FRAGMENTO:
>>
Por: Luis Flores Ruales
El día anterior al 12 de octubre, a eso de las
siete de la noche, Gabriela y yo regresamos a la casa donde nos esperaban
nuestros dos hijos: Paulo y Martín, de 12 y 9 años y mi suegra Tatiana que
estaba con nosotros en Quito sin poder regresar a Ibarra, a consecuencia del
paro de los transportistas que inició el 02 de octubre 2019 en rechazo al
anuncio del gobierno por la revisión de subsidios a los combustibles.
<<
BLOQUE DE DATOS:
>>
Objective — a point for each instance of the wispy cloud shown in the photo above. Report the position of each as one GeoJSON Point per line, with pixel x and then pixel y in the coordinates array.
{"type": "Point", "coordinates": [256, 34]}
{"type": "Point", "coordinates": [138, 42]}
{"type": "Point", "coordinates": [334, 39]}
<<
LO QUE SE PIDE:
A. Indica si cada afirmación coincide con el fragmento sobre el paro de 2019: (i) los hijos tienen 12 y 9 años; (ii) la suegra se encontraba en Ibarra; (iii) el paro empezó el 12 de octubre. Responde sí o no a cada una y cita las palabras del fragmento que lo deciden.
B. Transcribe del fragmento sobre el paro de 2019 el pasaje que empieza en "Por: Luis Flores" y termina en "a los combustibles.".
C. Retoma el fragmento sobre el paro de 2019 a partir de su última oración.

LAS RESPUESTAS:
A.
(i) Sí: "de 12 y 9 años".
(ii) No: "con nosotros en Quito sin poder regresar a Ibarra".
(iii) No: "que inició el 02 de octubre 2019".

B.
Por: Luis Flores Ruales
El día anterior al 12 de octubre, a eso de las
siete de la noche, Gabriela y yo regresamos a la casa donde nos esperaban
nuestros dos hijos: Paulo y Martín, de 12 y 9 años y mi suegra Tatiana que
estaba con nosotros en Quito sin poder regresar a Ibarra, a consecuencia del
paro de los transportistas que inició el 02 de octubre 2019 en rechazo al
anuncio del gobierno por la revisión de subsidios a los combustibles.

C.
Estábamos algo cansados y afónicos, pero
tranquilos de haber cumplido con la tarea militante. Esa tarde, participamos de
una pequeña concentración en un barrio del sur de Quito. Junto a un grupo de
jóvenes que portaban pancartas, gritamos consignas contra el gobierno de
Moreno, que anunciaba las nuevas medidas económicas resultado de la firma del acuerdo
de cooperación con el FMI, que condenaba a nuestro país a sufrir peores
consecuencias que las de los años 80. Eran días convulsionados por las
revueltas populares que se habían desatado en diferentes ciudades del país,
pero que tenían mayor intensidad en Quito; ese Quito que antes de octubre
permanecía apático y desganado, una ciudad adormilada, como cuando estás
chuchaqui y te importa un bledo lo que pasa a tu alrededor. Así estaba Quito
antes de octubre.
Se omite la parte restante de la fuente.